- [PROBLEM TO WORK ON] Update the records below so that "construction worker group" reads "construction crew" wherever it appears, and leave every other line unchanged.

- [PROVIDED DATA]
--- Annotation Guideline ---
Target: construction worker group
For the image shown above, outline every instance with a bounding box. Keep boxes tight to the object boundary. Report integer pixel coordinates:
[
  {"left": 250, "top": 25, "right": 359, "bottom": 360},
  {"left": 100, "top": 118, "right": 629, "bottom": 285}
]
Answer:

- [RESPONSE TO THE TASK]
--- Annotation Guideline ---
Target: construction crew
For the image shown above, outline every instance with a bounding box. Keep boxes tight to the object boundary. Report integer pixel coordinates:
[
  {"left": 250, "top": 25, "right": 359, "bottom": 360},
  {"left": 100, "top": 118, "right": 629, "bottom": 285}
]
Answer:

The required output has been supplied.